━━━ Document section ━━━
Roger - I think it's harder to take the bear side - we are in the midst of low inflation, steady GDP growth of about 3%, low tax rates (on dividends, that is), good corporate profits, and a weak dollar to spur exports.
If anything is worth watching, oil futures prices is the big bugaboo here. Also, the rate hikes take time to seep into micro-economic fundamentals, so towards the end of the year, it should be interesting to see where US GDP + corporate profit growth is if oil prices continue to rise...
If bearish times were around the corner, I would think the year 1974 comes to mind when the US had the worst of all possible macro fundamentals (high inflation, low GNP, punk corporate profits, etc.) I think this is the part of the US economic cycle where this is "the pause that refreshes" the markets later this year.
Sure enough Roger, one must stay invested but making the bull case certainly takes a rose-colored set of glasses these days. Increasingly numbers out of Washington such as 'core' CPI, GDP, etc. just plain look 'cooked' (e.g., http://bigpicture.typepad.com/comments/2005/06/something_fishy.html); in a word, not reliable.
Can't say the numbers out of corporate America and Wall Street look much better: Seems most of that cash sloshing around in corporate coffers is going to stock buybacks to compensate for executive options and/or M&A activity, not to real expansion of business and concomitant expansion of employment. Even the upper middle-class is starting to tap out on real estate equity borrowing.
The big question for me is, where is the buying power for stocks, consumption, etc. going to come from? Personally I don't see it anywhere and until I do I will not be persuaded that this is the stuff from which bull markets are made. After all, stocks are not companies and the stock market is not the economy (even if it does have an impact on it).
Roger,
CONGRATULATIONS ON YOUR MENTION IN BUSINESS WEEK!
Best Wishes,
David
Editor, ETFinvestor.com
Ditto on the stock buybacks for executive stock options. This is in lieu of pay raises for employees, who are experiencing higher than CPI reported inflation in the form of higher property taxes, health care expenses, etc. Also, the programmer at the next desk or 13 time zones away is Indian - not a neighbor.
The last time the earnings yield on stocks was above the earnings yield on bonds for an extended time was the summer of 1982. The market starting around August 8, 1982 was a doozy. I hope this one turns out to be as good.
━━━
* _Task to carry out_:
Reproduce the passage of the market discussion starting at "Sure enough Roger, one" and ending at "estate equity borrowing.", substituting "share repurchases" for "stock buybacks".
━━━ Data excerpts ━━━
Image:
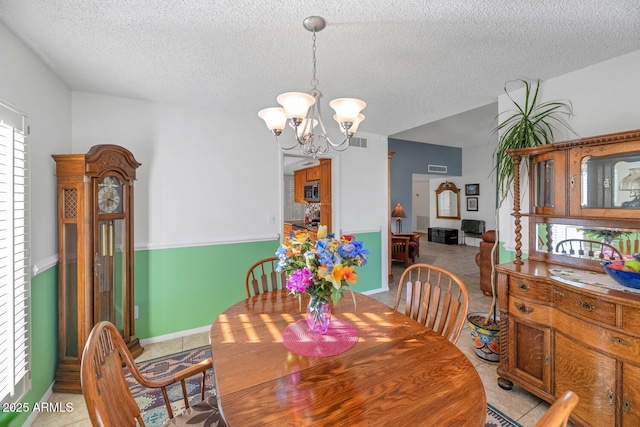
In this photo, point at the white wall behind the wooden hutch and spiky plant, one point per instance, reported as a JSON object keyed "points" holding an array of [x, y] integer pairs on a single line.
{"points": [[605, 98]]}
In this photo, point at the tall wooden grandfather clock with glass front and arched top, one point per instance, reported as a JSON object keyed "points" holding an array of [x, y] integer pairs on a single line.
{"points": [[95, 252]]}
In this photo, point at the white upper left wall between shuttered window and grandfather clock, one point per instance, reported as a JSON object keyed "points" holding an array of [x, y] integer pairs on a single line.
{"points": [[30, 86]]}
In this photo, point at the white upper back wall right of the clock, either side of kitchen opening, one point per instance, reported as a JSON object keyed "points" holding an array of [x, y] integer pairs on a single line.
{"points": [[208, 176]]}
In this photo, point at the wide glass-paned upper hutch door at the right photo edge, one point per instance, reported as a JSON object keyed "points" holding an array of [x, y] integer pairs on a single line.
{"points": [[596, 174]]}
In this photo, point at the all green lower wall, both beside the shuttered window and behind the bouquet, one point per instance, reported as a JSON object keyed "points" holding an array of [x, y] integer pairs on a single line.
{"points": [[175, 290]]}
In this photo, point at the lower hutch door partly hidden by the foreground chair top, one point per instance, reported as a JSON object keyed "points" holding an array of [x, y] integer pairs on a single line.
{"points": [[591, 375]]}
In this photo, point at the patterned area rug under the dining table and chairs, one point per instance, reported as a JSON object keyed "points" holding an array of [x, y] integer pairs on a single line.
{"points": [[152, 404]]}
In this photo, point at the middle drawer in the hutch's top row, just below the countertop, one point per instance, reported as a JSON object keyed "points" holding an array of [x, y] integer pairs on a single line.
{"points": [[585, 306]]}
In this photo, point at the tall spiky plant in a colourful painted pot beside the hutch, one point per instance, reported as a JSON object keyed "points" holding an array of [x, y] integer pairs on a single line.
{"points": [[528, 124]]}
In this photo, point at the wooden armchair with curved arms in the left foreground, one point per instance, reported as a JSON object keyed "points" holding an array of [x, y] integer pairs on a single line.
{"points": [[106, 393]]}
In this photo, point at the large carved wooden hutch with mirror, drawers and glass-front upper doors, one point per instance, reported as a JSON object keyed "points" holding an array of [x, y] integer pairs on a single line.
{"points": [[565, 325]]}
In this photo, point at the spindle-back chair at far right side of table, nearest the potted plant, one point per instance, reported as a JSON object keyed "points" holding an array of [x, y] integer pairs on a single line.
{"points": [[434, 297]]}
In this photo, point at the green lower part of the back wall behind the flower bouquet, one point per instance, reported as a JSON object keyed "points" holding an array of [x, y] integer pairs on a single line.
{"points": [[186, 288]]}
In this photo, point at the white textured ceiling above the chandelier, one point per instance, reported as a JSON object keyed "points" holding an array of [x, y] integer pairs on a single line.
{"points": [[413, 62]]}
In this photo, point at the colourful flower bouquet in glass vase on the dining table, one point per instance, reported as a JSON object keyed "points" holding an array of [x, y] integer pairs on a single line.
{"points": [[323, 269]]}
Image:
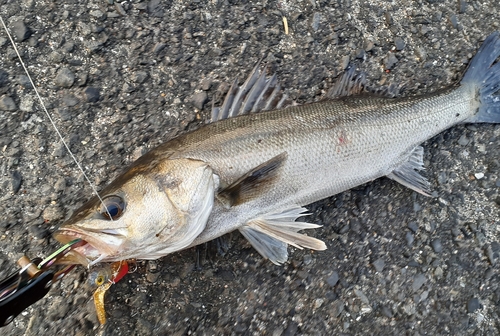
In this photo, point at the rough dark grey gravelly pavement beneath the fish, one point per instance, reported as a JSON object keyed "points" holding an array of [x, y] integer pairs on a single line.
{"points": [[120, 78]]}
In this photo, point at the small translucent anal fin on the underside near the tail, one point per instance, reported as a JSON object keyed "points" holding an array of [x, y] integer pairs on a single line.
{"points": [[407, 173]]}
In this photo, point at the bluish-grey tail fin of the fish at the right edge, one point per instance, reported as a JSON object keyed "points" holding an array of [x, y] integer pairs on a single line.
{"points": [[484, 74]]}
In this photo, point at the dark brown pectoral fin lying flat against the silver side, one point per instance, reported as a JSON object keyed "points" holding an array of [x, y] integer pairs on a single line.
{"points": [[253, 183]]}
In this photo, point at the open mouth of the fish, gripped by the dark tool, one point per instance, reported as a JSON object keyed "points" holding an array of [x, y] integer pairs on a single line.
{"points": [[99, 245]]}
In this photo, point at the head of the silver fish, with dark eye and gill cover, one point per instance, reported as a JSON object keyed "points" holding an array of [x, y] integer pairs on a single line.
{"points": [[153, 209]]}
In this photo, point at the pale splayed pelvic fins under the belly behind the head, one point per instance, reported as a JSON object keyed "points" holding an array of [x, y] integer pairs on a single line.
{"points": [[271, 234]]}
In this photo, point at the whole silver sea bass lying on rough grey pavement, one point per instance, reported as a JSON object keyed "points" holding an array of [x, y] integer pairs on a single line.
{"points": [[255, 172]]}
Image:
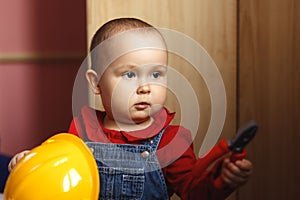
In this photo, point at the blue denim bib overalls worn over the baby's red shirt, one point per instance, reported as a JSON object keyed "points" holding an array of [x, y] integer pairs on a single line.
{"points": [[129, 171]]}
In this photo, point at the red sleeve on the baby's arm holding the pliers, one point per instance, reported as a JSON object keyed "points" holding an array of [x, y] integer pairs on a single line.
{"points": [[181, 176]]}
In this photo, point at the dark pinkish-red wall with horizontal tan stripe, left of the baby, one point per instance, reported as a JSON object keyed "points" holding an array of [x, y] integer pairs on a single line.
{"points": [[42, 44]]}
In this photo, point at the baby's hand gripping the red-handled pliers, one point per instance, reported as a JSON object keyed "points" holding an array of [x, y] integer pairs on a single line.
{"points": [[237, 173]]}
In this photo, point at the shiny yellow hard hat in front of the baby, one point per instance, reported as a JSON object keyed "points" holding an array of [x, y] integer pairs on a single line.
{"points": [[61, 168]]}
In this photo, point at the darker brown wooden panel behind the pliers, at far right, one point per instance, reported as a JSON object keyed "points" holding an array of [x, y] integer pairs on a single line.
{"points": [[269, 91]]}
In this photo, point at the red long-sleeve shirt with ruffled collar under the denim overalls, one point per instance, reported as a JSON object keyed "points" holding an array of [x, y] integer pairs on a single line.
{"points": [[175, 152]]}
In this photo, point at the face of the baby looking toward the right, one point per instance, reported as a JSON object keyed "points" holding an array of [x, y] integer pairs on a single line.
{"points": [[133, 87]]}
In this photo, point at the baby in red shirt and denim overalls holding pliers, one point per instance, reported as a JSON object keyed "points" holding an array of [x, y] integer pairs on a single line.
{"points": [[138, 153]]}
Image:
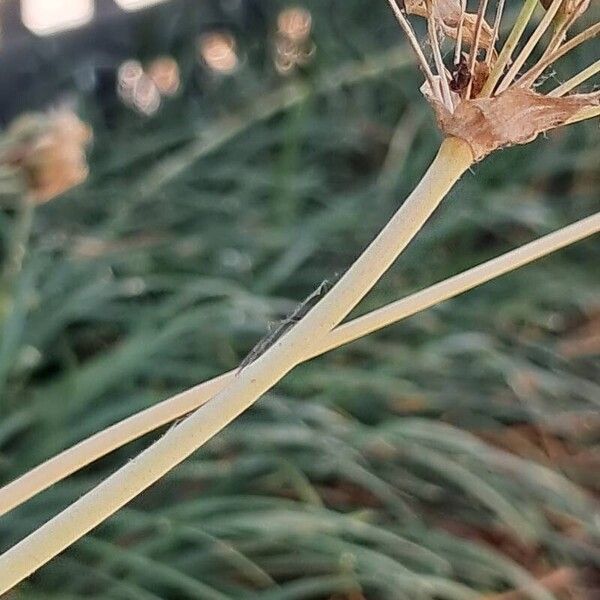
━━━
* _Answer to the problem_:
Sure enough Roger, one must stay invested but making the bull case certainly takes a rose-colored set of glasses these days. Increasingly numbers out of Washington such as 'core' CPI, GDP, etc. just plain look 'cooked' (e.g., http://bigpicture.typepad.com/comments/2005/06/something_fishy.html); in a word, not reliable.
Can't say the numbers out of corporate America and Wall Street look much better: Seems most of that cash sloshing around in corporate coffers is going to share repurchases to compensate for executive options and/or M&A activity, not to real expansion of business and concomitant expansion of employment. Even the upper middle-class is starting to tap out on real estate equity borrowing.